__Textauszug__.
Als Projektbetreuerin hat Ursula Müller eine der ersten Baugemeinschaften Deutschlands begleitet. Sie sieht in Baugruppen ein wichtiges Instrument zur Stadtentwicklung. Ob ein Bauprojekt gelingt, hängt jedoch stark von der Zusammensetzung der jeweiligen Gruppe ab.
Frau Müller, als Projektbetreuerin haben Sie viele Jahre Baugemeinschaften begleitet – unter anderem MaxAcht in Stuttgart. Wie sind Sie persönlich zum Thema Baugemeinschaften gekommen?

[Gesammelte Dateneinträge]
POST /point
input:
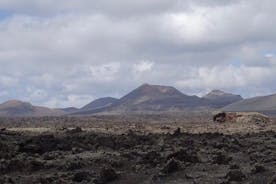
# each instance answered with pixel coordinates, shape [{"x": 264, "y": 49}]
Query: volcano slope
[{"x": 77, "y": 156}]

* * *

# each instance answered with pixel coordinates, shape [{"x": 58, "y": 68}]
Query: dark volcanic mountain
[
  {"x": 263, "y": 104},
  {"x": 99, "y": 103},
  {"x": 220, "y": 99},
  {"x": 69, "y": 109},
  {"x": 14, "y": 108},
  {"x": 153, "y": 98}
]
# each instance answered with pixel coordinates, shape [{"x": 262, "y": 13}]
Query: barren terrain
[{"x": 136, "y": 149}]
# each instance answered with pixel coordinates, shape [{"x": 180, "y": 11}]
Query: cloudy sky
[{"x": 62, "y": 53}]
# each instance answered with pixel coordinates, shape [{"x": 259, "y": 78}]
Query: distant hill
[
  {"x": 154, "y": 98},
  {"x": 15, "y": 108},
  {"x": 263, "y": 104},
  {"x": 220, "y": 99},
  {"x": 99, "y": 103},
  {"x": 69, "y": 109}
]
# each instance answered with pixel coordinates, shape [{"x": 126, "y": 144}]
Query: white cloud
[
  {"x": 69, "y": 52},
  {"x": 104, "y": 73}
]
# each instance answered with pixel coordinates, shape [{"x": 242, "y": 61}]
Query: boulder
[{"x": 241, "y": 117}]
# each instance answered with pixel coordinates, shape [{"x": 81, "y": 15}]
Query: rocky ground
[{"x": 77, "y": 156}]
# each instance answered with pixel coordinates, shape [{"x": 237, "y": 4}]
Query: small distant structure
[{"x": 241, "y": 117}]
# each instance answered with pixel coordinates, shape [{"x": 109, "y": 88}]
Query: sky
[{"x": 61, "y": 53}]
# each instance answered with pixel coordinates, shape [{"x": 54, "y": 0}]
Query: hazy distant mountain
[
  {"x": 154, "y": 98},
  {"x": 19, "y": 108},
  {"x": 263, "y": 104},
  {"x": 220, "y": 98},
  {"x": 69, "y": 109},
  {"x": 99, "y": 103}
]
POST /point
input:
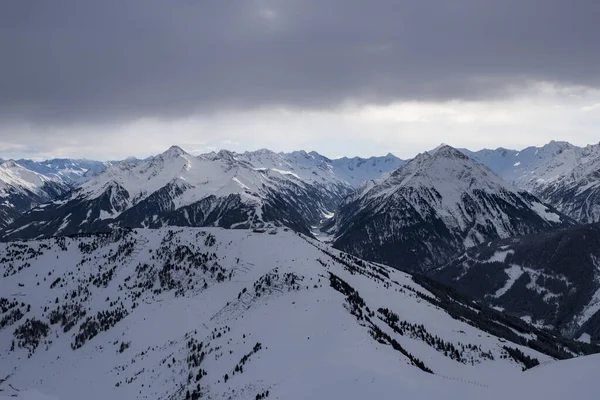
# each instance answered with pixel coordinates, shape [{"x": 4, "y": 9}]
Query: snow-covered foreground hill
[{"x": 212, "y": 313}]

...

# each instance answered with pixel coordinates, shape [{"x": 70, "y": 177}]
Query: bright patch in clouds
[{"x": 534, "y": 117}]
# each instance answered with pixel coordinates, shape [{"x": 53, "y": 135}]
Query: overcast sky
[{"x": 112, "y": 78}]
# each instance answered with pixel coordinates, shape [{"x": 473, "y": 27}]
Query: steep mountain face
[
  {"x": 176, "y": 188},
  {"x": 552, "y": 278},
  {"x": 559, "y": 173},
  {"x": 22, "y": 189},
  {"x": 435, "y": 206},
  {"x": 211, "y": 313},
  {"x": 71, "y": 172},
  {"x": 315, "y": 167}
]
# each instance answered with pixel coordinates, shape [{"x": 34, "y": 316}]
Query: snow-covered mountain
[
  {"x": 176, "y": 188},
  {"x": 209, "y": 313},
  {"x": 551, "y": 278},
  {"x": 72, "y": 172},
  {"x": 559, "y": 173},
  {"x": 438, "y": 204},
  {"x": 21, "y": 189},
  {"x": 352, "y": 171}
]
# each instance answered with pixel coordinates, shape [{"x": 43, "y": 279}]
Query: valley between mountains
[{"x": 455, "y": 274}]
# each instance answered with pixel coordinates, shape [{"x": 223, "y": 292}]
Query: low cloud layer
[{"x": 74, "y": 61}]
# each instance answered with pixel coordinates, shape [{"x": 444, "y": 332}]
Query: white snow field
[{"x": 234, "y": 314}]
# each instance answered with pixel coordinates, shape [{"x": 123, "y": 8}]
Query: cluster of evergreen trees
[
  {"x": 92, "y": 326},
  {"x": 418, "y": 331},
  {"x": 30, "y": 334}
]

__Aufgaben__.
• a. Schreiben Sie aus dem Text über Baugemeinschaften die Stelle ab, die mit „Als Projektbetreuerin hat“ beginnt und mit „Thema Baugemeinschaften gekommen?“ endet.
• b. Wovon hängt es laut dem Text über Baugemeinschaften ab, ob ein Bauprojekt gelingt?
Die Einträge haben mit dem Text über Baugemeinschaften nichts zu tun.

__Lösungen__.
• a.
Als Projektbetreuerin hat Ursula Müller eine der ersten Baugemeinschaften Deutschlands begleitet. Sie sieht in Baugruppen ein wichtiges Instrument zur Stadtentwicklung. Ob ein Bauprojekt gelingt, hängt jedoch stark von der Zusammensetzung der jeweiligen Gruppe ab.
Frau Müller, als Projektbetreuerin haben Sie viele Jahre Baugemeinschaften begleitet – unter anderem MaxAcht in Stuttgart. Wie sind Sie persönlich zum Thema Baugemeinschaften gekommen?

• b. Von der Zusammensetzung der jeweiligen Gruppe.